*STUDY TEXT*
......

Digital technology was a reoccurring theme last week at the Biden administration’s Summit for Democracy on “defending against authoritarianism, addressing and fighting corruption, promoting respect for human rights.” COVID-19 has highlighted how central digital capabilities are for all aspects of life—work, health, education, commerce, and government. Digital infrastructure and government services are no longer just nice to have, but essential elements of a 21st century nation. Digital capabilities are ideologically neutral and can serve authoritarian as well as democratic tendencies, so development donors must be wary of whom they partner with and how they deliver assistance for digital government.

HOW DONORS CAN ENGAGE

Low-income countries (LICs) and lower-middle-income countries (LMICs) are in dire need of assistance in all aspects of digital government. Support is required not only on the strictly digital components of ICT (information and communication technology) infrastructure, digital data and services platforms, digital participation, and digital security, but also on upgrading and adapting to the digital world the analog components of government institutions and regulations, in addition to digital literacy and human capital development.

......

*DATA LISTING*
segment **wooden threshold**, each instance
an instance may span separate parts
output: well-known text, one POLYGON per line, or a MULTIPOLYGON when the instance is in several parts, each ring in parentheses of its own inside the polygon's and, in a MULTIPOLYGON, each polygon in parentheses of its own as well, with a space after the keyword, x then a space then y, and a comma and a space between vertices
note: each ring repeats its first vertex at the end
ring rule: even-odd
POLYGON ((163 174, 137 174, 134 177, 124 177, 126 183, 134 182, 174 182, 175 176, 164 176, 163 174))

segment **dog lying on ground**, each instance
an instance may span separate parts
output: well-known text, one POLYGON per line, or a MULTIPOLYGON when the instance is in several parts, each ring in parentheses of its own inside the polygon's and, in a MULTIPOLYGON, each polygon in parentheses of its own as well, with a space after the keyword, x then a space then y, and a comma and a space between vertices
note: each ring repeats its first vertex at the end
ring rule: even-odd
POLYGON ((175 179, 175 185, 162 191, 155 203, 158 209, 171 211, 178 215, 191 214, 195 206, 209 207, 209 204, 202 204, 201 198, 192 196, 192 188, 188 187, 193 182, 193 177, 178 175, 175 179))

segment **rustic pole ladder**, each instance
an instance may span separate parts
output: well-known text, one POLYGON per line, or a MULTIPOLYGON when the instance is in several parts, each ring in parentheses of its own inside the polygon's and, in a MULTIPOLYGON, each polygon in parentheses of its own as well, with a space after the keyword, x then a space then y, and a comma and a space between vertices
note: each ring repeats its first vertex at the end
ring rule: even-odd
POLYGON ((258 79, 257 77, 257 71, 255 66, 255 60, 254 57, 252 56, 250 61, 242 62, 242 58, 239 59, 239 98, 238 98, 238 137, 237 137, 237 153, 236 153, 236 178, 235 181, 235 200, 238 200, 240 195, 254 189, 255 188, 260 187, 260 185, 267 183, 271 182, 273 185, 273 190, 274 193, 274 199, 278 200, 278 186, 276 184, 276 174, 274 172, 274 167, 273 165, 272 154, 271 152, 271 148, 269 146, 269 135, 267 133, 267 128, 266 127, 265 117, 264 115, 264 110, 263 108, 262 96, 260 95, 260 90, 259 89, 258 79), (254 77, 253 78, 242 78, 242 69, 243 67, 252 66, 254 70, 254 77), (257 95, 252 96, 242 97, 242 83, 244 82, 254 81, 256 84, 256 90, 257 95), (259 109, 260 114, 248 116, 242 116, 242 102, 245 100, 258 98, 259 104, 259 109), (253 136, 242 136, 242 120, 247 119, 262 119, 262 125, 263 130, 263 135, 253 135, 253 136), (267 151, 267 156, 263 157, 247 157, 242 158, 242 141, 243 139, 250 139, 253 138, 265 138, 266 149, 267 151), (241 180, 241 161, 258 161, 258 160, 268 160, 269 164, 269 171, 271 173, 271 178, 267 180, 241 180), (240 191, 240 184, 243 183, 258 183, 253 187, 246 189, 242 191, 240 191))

......

*ACTION ITEM A*
Copy the passage on digital government word for word, starting at "HOW DONORS CAN" and ending at "human capital development.".
*ACTION ITEM B*
Write what comes next in the passage on digital government, picking up after its final sentence.

*RESULT A*
HOW DONORS CAN ENGAGE

Low-income countries (LICs) and lower-middle-income countries (LMICs) are in dire need of assistance in all aspects of digital government. Support is required not only on the strictly digital components of ICT (information and communication technology) infrastructure, digital data and services platforms, digital participation, and digital security, but also on upgrading and adapting to the digital world the analog components of government institutions and regulations, in addition to digital literacy and human capital development.

*RESULT B*
Donors are currently supporting various digital development initiatives, but too often in one-off, siloed applications rather than as part of a comprehensive, strategic plan. Donors should build their support around national digital strategies and find ways to overcome barriers to donor coordination. The scale and urgency of need are such that donors should collaborate through establishing a comprehensive global digital initiative and regional efforts like the African Union’s digital transformation strategy for Africa. As appropriate, they should draw from and contribute to global public goods, as cataloged by the Digital Impact Alliance in its Catalogue of Digital Solutions, and utilize existing capabilities and platforms as provided by Future StateMOSIP, and GovStack.

Expectations for donor support must be realistic. An initiative can undertake only so much. A digital government initiative, even a comprehensive one, is likely to focus mainly on digitally specific components—telecommunications infrastructure, government digital capacity and online services, digital participation, and cybersecurity. For the other components that support digital government, there are existing well-established donor programs in building human capacity through education and training, in strengthening government institutions, services, policies, and regulations, and in advancing democracy and political participation. Ideally, a digital lens would be embedded in these traditional programs to create mutually strengthening synergies with digital government: education programs addressing digital literacy, institution building efforts adapted to the digital world, and democracy programs focused on citizen engagement in an online world.